▶ [What is expected]:
Write the next part of the news story below about the Tauranga father badly burned in a paint thinner fire, picking up after its final sentence.

KEY POINTS:
The parents of a Tauranga dad badly burned in an explosion say their son will have to use every ounce of his fighting spirit to battle through some of the worst injuries doctors have seen in 10 years.
Barrie Gardner, 29, was removing linoleum from the floor of a house he owns in Katikati on Saturday night when fumes from paint thinner he was using ignited and engulfed him in a fireball.
He escaped the blaze by smashing through a window but suffered severe burns to 80 per cent of his body. He is now fighting for his life at Auckland's Middlemore Hospital.
David and Lorraine Gardner are staying at the hospital with other family members, including their son's partner Serina Golder, 27, and his eight-week-old baby daughter, Tahlia.
Mrs Gardner said family have been arriving from all over the country to lend their support and one of Mr Gardner's three sisters will arrive at the hospital tomorrow from Ireland.
Doctors treating him have told the family that if he survives, his burns will be some of the worst they have seen anyone overcome in 10 years.
"They have told us that everything has to go right for him to come through. It's all touch and go and will be for a long time," said Mrs Gardner.
Despite the seriousness of her son's condition, Mrs Gardner said her son is not the type to give up easily - something she hopes will help him battle the odds he is currently facing.
"It was a terrible accident but he is a fighter. He's holding his own at the moment and that's all we can ask for," she said.
Mr Gardner has already had two operations and is expected to have another one today.
While he is in an induced coma his mother says he responds to voices and wiggles his feet when he hears his baby daughter crying. She said the family had received "amazing support" from her son's friends. Some of them have made the trip to Middlemore to help the family in any way they can.
"He's got so many friends, he is just the kind of guy everybody loves. They have all been saying: 'Oh, that bugger will survive. He's so stubborn, he'll make it'," she said.
A group of friends will also be going to Katikati this weekend to finish the renovations Mr Gardner was working on at the time of his accident.

▶ [Information provided]:
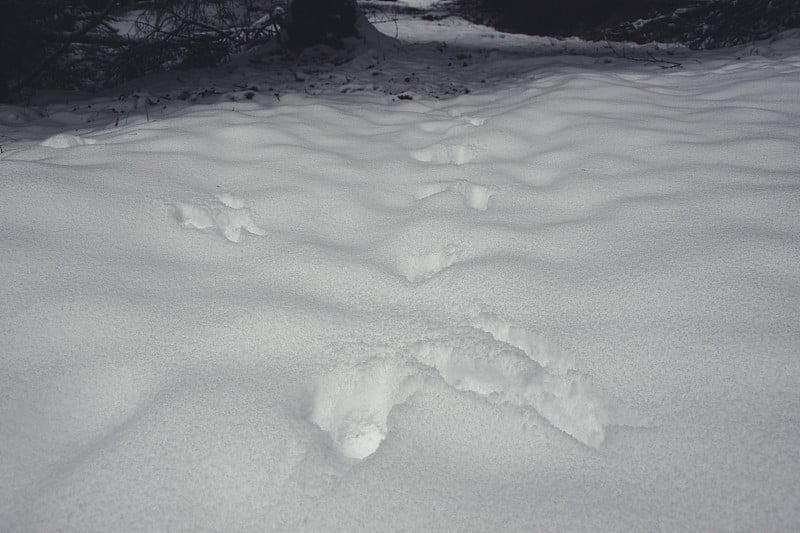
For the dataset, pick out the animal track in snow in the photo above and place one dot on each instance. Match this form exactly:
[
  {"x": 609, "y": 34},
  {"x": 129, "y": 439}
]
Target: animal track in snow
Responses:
[
  {"x": 64, "y": 140},
  {"x": 505, "y": 374},
  {"x": 475, "y": 196},
  {"x": 455, "y": 154},
  {"x": 491, "y": 358},
  {"x": 353, "y": 404},
  {"x": 229, "y": 218},
  {"x": 533, "y": 345},
  {"x": 418, "y": 268}
]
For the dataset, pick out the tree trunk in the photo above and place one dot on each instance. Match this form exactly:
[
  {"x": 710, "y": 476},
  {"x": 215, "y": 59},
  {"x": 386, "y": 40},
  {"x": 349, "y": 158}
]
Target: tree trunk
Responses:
[{"x": 312, "y": 22}]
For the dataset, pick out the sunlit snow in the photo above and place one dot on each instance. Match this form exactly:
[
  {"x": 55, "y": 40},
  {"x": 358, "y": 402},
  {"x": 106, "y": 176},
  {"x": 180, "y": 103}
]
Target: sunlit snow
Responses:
[{"x": 565, "y": 299}]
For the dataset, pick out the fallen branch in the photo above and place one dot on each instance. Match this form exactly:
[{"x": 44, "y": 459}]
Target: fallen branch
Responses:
[{"x": 44, "y": 63}]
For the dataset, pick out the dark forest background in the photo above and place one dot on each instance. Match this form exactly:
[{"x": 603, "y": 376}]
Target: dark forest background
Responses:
[{"x": 94, "y": 43}]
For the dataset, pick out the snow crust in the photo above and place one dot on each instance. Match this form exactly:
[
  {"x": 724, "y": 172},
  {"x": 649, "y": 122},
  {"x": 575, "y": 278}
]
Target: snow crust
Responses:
[{"x": 567, "y": 300}]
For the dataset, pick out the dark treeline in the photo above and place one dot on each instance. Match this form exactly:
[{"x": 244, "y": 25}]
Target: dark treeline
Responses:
[
  {"x": 696, "y": 23},
  {"x": 94, "y": 43}
]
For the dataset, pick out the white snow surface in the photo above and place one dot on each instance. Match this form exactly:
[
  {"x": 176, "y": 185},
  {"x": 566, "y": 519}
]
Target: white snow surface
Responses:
[{"x": 568, "y": 300}]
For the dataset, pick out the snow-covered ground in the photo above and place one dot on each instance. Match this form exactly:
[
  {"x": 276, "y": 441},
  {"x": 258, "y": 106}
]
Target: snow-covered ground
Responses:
[{"x": 549, "y": 288}]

▶ [Result of this task]:
He and his partner, Serina, bought the house in Katikati just before the birth of their daughter and were fixing it up with an eye to eventually letting it. Mr Gardner had almost finished the job when he was injured in the explosion.
Before the accident, Mrs Gardner said her son was working as a tools and car paint salesman at Autolink Distributors and that he and his partner also managed the Greenpark Motel on Cameron Rd.
She described her son as someone who loves sports - he is an avid fisherman and he and his partner loved scuba diving. Mr Gardner also loved the thrill of mountain biking, snowboarding and surfing.
"He just loves doing all of those adrenaline-type sports and went hard at all of them," she said.
Once he is stronger, Mr Gardner will begin undergoing what is likely to be a lifetime of skin graft operations, something that isn't helped by the fact New Zealand suffers from a shortage of donors.
Mrs Gardner said the family has offered to donate their own skin - but doctors have told them it is illegal to do so.
"We would all give some but apparently it is not possible," she said.
For the time being she says the family will wait and hope Mr Gardner can fight through the battle of his life.
"We've just got to take it hour by hour and day by day really. This will be the roughest roller- coaster of our lives. Each day will be full of ups and downs."